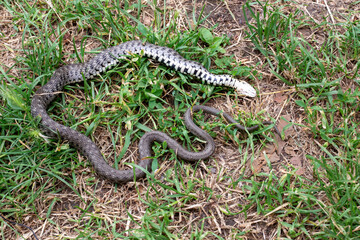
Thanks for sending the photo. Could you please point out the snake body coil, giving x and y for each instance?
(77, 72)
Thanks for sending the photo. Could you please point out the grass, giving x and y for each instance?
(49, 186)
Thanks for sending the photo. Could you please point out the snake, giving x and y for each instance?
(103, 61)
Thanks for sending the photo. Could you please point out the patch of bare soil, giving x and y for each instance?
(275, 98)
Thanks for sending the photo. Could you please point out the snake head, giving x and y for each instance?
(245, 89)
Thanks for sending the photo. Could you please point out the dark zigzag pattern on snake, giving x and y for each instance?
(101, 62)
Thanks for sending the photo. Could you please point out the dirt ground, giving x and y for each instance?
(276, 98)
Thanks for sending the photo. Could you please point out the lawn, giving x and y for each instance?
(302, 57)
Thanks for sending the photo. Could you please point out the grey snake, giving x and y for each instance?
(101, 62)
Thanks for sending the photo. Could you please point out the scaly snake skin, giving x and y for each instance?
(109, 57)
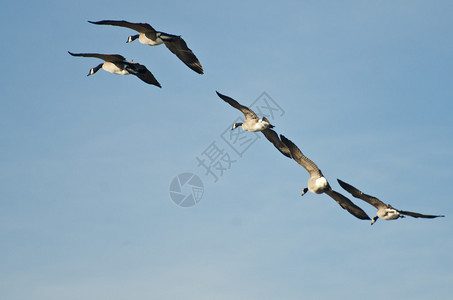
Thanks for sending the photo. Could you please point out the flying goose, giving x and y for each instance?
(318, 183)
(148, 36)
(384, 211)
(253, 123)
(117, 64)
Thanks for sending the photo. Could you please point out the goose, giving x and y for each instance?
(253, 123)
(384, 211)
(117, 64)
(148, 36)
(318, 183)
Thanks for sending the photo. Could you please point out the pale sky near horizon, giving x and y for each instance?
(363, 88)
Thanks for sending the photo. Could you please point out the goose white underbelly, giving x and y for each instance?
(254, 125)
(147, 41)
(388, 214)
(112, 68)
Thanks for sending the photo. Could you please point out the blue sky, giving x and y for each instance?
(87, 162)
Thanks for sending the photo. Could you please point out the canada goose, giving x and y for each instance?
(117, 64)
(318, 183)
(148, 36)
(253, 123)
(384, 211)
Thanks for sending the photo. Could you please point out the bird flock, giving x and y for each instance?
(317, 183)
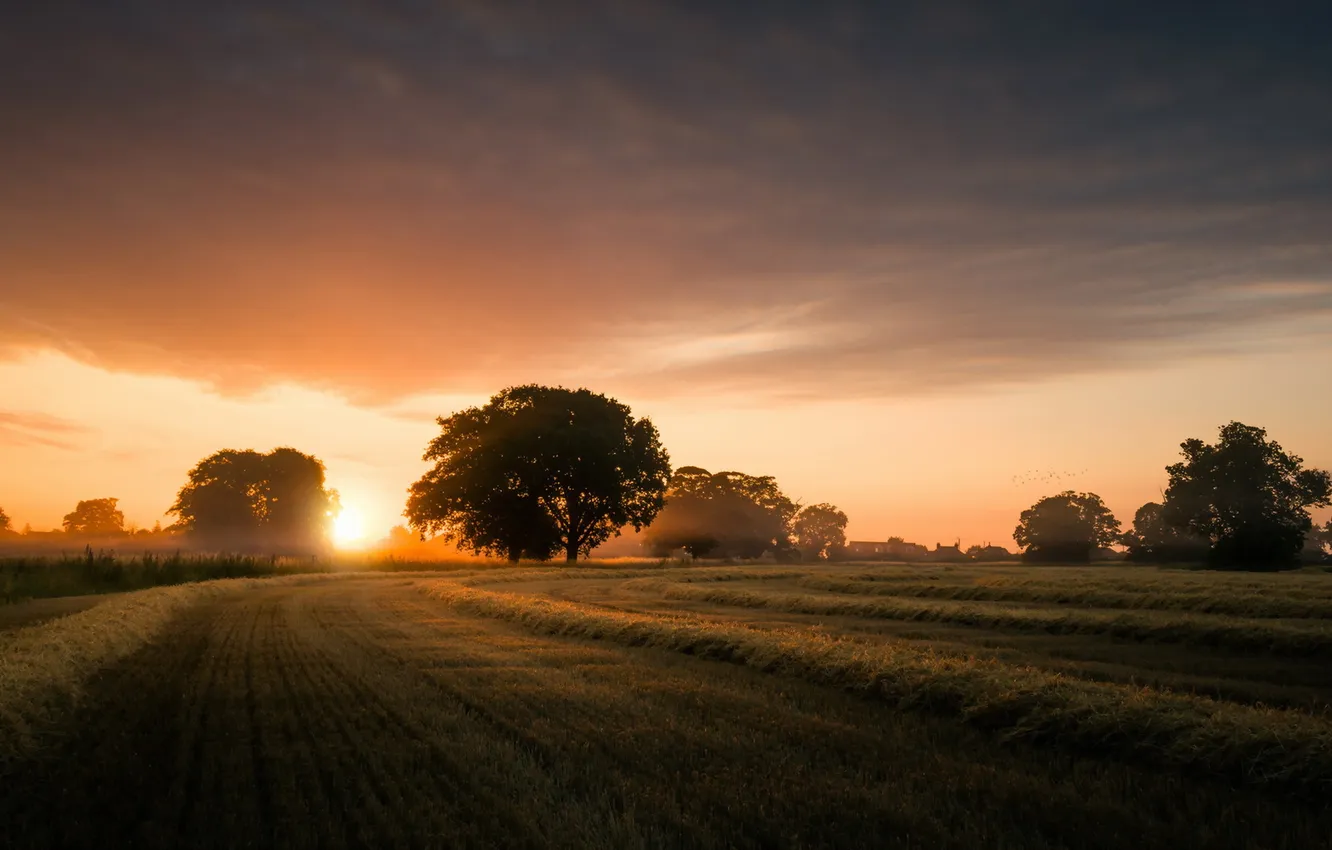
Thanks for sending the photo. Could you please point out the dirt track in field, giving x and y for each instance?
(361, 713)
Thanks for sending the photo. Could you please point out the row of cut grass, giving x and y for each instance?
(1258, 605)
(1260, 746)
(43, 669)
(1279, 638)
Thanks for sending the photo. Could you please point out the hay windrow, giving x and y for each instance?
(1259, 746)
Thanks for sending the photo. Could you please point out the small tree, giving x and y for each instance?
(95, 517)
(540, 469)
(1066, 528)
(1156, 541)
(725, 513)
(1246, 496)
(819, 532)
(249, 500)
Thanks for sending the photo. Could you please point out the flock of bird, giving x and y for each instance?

========

- [Short problem] Copy out the items from the line containing "the goose, giving" through the last line of the items, with both ends included and nothing changed. Leave out the pictures.

- [Solution for this problem]
Thanks for sending the photo. Could you please point out the goose, giving x and y for each instance?
(253, 123)
(384, 211)
(117, 64)
(148, 36)
(318, 183)
Thanks for sending the photo. Could you please point out the pale sky near horizon, giving x and y for each instance?
(363, 88)
Thanks for sending the photo. Could you please point out the goose white underbelly, giving x and y for each instance?
(254, 125)
(147, 41)
(388, 214)
(112, 68)
Thanks for sending the photo. Could you please point out the blue sky, giving x and y for each instance?
(87, 162)
Thanks for sending the photo. Could you please point out the canada goose, giving x and y for each instance?
(117, 64)
(318, 183)
(148, 36)
(253, 123)
(384, 211)
Thanks for sending the photo. Could you please point out the bird flock, giving x and y for each instance?
(317, 183)
Thanks for sending the photo. Could you please point out the dirt track in field, giving x and y for each instance?
(361, 713)
Thanks for sending the photo. Could you please point out the row of cut grass, giving x and y for each instance?
(1258, 605)
(1260, 746)
(43, 669)
(1279, 638)
Thanks for sending the photo. Could you please point out the hay windrow, giving x and y for each instance?
(1259, 746)
Thanks for sending the photo. Could you please point out the small tree, giving x and y for each instance?
(95, 517)
(540, 469)
(1066, 528)
(1156, 541)
(725, 513)
(1246, 496)
(819, 532)
(249, 500)
Thanks for sending the photo. Could you please point out the flock of bird, giving x and y for each instance?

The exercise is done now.